** READING PASSAGE follows **

For the measurement of phase permeability curve, the core samples were dried at 110°C for 24 h, cooled to room temperature in a drying dish, and weighed and measured with vernier calipers. The dry core samples were evacuated for four hours and saturated with water at pressure for 24 h, after which the imbibition of oil at atmospheric conditions was performed until there is no water flowing out. At this time, the water in the core was called the irreducible water. Then, the water flooding experiment was carried out under constant speed conditions, recording the time, pressure difference value, and oil/water volume in the experiment. Finally, the data were substituted into the calculation formula to calculate the oil/water relative permeability value and oil and water saturation and plot the relative permeability curve.
The CEC and quantities of cation exchange (Qv) of reservoir rock are two critical physical parameters to characterize the conductivity of rock clay. CEC of clay minerals refers to the total number of cations that could be exchanged by clay minerals under pH value 7, that is, the number of cations that can be absorbed and exchanged by clay minerals. CEC is a measure of the number of negative charges of clay minerals. The unit of cation exchange capacity is mmol/100 g, that is, the number of millimoles of cation exchanged per 100 g dry sample. Qv is the amount of cation exchangeable per unit pore volume of clay, in milliequivalents per liter. In the CEC measurement experiment, according to the national standard SY/T 6352-2013, the reagents used include 1 mol/L ammonium acetate solution (pH 7.0), 77.09 g ammonium acetate solution (CH3000NH3, chemically pure), ethanol solution (for industrial use, must be free of NH4+), and 0.05 mol/L hydrochloric acid standard solution.
For the XRD measurement, the core sample needs to go through the steps of separating clay particles, sample preparation, glycerol treatment, and 550°C heat treatment. The instrument used for XRD analysis is Porter Philips 00186 diffractometer. The anode of the ray tube is copper (Cu Ka radiation) with a wavelength of 1.5406 A. The X-ray tube was operated at 50 kV and 30 mA.

** End of READING PASSAGE **
** DATASET CONTENT follows **

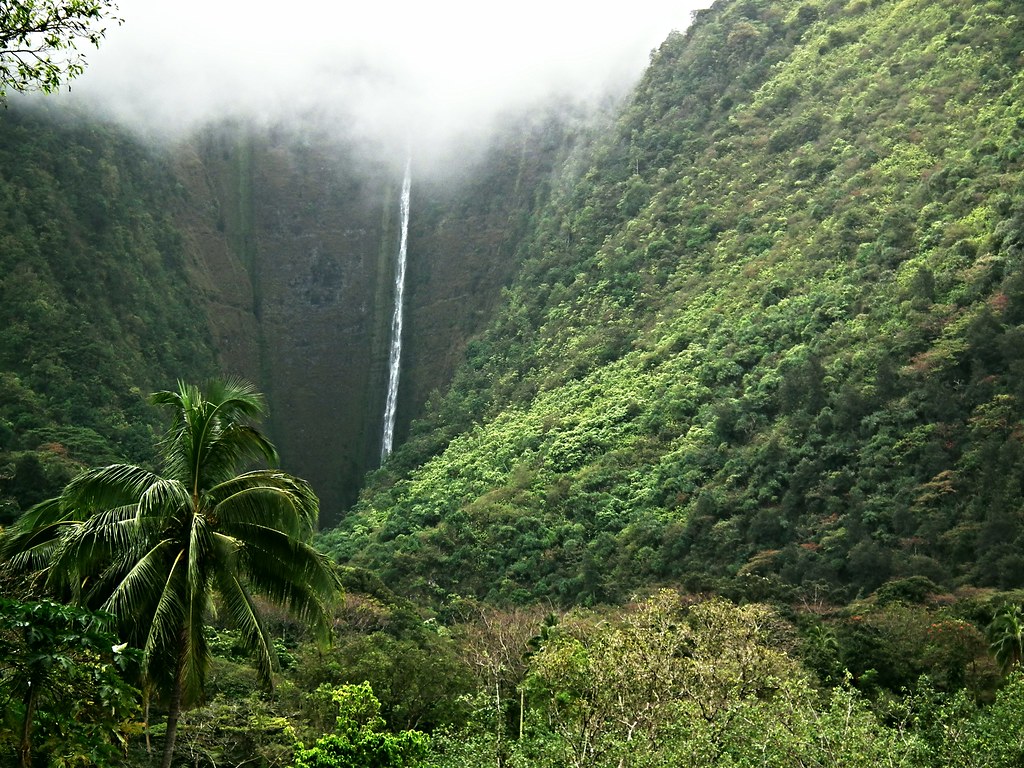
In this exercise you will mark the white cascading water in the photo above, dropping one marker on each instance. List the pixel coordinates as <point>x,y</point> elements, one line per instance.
<point>394,355</point>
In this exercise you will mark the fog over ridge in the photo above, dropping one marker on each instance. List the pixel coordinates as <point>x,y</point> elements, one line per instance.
<point>430,71</point>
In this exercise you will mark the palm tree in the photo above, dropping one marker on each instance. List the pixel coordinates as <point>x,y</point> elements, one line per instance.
<point>1006,636</point>
<point>156,549</point>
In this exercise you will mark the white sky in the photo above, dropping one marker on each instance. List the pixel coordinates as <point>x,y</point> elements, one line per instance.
<point>433,66</point>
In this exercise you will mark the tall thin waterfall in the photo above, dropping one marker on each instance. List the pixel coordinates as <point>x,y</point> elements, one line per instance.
<point>394,355</point>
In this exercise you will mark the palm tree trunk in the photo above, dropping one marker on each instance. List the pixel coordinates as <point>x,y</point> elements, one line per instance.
<point>25,751</point>
<point>172,720</point>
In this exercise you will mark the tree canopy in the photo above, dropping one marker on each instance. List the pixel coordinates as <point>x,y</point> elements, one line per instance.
<point>155,549</point>
<point>39,41</point>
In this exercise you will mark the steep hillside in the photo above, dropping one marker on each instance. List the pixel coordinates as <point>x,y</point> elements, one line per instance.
<point>95,310</point>
<point>260,251</point>
<point>769,332</point>
<point>293,232</point>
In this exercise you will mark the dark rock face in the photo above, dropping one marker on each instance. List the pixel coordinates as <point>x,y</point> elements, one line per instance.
<point>292,241</point>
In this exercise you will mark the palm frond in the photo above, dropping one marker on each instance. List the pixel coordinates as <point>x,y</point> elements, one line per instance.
<point>247,619</point>
<point>29,544</point>
<point>269,498</point>
<point>292,573</point>
<point>138,591</point>
<point>104,487</point>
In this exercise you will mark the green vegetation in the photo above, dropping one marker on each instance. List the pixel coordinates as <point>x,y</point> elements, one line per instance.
<point>95,304</point>
<point>767,334</point>
<point>39,41</point>
<point>154,550</point>
<point>732,478</point>
<point>64,673</point>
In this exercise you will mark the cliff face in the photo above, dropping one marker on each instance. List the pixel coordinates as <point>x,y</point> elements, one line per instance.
<point>292,241</point>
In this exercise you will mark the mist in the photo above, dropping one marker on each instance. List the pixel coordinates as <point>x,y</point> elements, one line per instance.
<point>393,73</point>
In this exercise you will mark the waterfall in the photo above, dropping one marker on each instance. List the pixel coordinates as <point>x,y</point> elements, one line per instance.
<point>394,355</point>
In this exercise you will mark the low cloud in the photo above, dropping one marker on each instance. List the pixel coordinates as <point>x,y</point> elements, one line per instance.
<point>424,71</point>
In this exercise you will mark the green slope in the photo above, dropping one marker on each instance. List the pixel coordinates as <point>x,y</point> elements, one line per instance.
<point>768,331</point>
<point>95,310</point>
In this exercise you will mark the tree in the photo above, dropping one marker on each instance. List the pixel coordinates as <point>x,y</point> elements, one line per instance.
<point>67,664</point>
<point>358,739</point>
<point>1006,636</point>
<point>39,41</point>
<point>155,549</point>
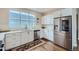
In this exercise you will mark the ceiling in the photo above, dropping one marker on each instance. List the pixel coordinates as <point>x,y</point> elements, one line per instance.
<point>44,10</point>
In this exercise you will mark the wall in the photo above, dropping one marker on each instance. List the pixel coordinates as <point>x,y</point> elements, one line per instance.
<point>4,15</point>
<point>3,19</point>
<point>53,14</point>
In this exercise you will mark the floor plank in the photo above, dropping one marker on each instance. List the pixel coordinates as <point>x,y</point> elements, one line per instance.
<point>48,46</point>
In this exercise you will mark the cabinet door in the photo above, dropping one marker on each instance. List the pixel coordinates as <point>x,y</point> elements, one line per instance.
<point>12,40</point>
<point>30,36</point>
<point>24,37</point>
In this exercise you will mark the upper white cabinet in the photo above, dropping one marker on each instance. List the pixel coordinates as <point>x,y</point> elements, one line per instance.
<point>66,12</point>
<point>56,13</point>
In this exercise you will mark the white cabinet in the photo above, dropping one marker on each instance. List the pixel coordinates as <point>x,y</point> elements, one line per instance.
<point>24,37</point>
<point>30,36</point>
<point>12,40</point>
<point>18,38</point>
<point>66,12</point>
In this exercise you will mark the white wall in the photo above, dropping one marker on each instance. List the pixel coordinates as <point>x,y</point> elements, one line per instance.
<point>52,15</point>
<point>4,15</point>
<point>3,19</point>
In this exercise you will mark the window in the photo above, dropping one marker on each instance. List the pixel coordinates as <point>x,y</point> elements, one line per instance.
<point>19,20</point>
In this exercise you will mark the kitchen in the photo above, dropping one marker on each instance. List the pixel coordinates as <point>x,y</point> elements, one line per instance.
<point>20,26</point>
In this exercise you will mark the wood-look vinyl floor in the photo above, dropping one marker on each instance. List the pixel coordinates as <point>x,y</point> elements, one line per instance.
<point>48,46</point>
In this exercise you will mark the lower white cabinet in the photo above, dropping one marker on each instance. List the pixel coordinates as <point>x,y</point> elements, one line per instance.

** End of DATASET CONTENT **

- [YOUR GOAL]
Reproduce the passage on reservoir core testing starting at "For the measurement" and ending at "relative permeability curve.", swapping "vernier calipers" for "digital calipers".

- [SOLUTION]
For the measurement of phase permeability curve, the core samples were dried at 110°C for 24 h, cooled to room temperature in a drying dish, and weighed and measured with digital calipers. The dry core samples were evacuated for four hours and saturated with water at pressure for 24 h, after which the imbibition of oil at atmospheric conditions was performed until there is no water flowing out. At this time, the water in the core was called the irreducible water. Then, the water flooding experiment was carried out under constant speed conditions, recording the time, pressure difference value, and oil/water volume in the experiment. Finally, the data were substituted into the calculation formula to calculate the oil/water relative permeability value and oil and water saturation and plot the relative permeability curve.